Activity → Print the entries that appear below, exactly as written and without their pictures.

Stored data entries:
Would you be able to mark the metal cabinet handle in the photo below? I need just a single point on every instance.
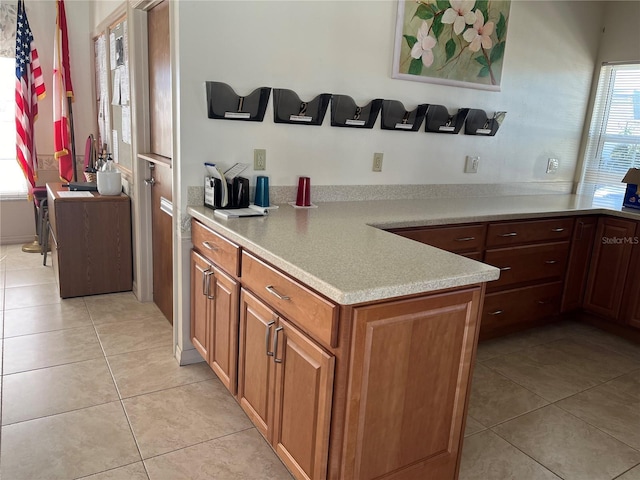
(273, 291)
(209, 296)
(205, 276)
(275, 345)
(210, 246)
(266, 337)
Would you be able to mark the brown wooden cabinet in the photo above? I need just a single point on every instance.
(285, 385)
(408, 386)
(214, 306)
(609, 266)
(90, 242)
(578, 263)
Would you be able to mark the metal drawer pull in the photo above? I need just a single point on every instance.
(275, 345)
(266, 337)
(272, 291)
(210, 246)
(209, 296)
(205, 274)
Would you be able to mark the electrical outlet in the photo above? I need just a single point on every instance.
(377, 162)
(259, 159)
(471, 165)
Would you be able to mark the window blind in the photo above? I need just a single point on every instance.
(613, 143)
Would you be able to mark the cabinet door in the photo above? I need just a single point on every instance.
(609, 266)
(406, 407)
(302, 406)
(255, 361)
(631, 301)
(224, 328)
(578, 266)
(200, 310)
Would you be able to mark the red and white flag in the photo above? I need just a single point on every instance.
(29, 89)
(62, 90)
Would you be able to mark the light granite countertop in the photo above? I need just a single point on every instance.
(341, 249)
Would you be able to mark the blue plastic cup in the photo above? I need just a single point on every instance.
(262, 191)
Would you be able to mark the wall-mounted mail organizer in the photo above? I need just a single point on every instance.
(345, 112)
(224, 103)
(440, 121)
(478, 123)
(288, 108)
(396, 117)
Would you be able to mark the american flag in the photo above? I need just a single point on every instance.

Result →
Would you be able to mark the metal cabinet handle in the photo below? I need just a single point on every instance.
(273, 291)
(209, 296)
(205, 276)
(275, 345)
(210, 246)
(266, 337)
Would you be able to mark the brown wooden cabinet in the photo above? I need just a single point on every instance.
(285, 385)
(408, 386)
(214, 306)
(609, 266)
(90, 242)
(578, 263)
Would you be able to mark the metal drawer pull in the photo above? I need just a single point on every instance.
(275, 345)
(266, 337)
(272, 291)
(210, 246)
(209, 296)
(205, 274)
Would you be able to mark the electrical outlet in the photo above? I need just a single point on every instance.
(377, 162)
(259, 159)
(471, 165)
Would you be able to mark the window blind in the photo above? I need just a single point on every instance.
(613, 143)
Would you be able to mark the cabinet door in the photo above? I need just a single point on every instance.
(609, 266)
(406, 407)
(302, 406)
(255, 361)
(631, 301)
(224, 328)
(578, 266)
(200, 310)
Would you be able to mark the red and white flag in the photo above? I need just a single point on every instance.
(29, 89)
(62, 90)
Would you be able to mark the light granite countertop in the photo above? I need just a single point on every instance.
(341, 249)
Would you be able to mark the blue plastic cup in the photo above? I need just a single point on every instance.
(262, 191)
Would you be able to mark the wall-mounted mail organizer in the photo above? I need just a single point on every instance.
(345, 112)
(224, 103)
(440, 121)
(478, 123)
(288, 108)
(396, 117)
Would you be able to mark the american flag in the photo above? I need just a single point on every instance.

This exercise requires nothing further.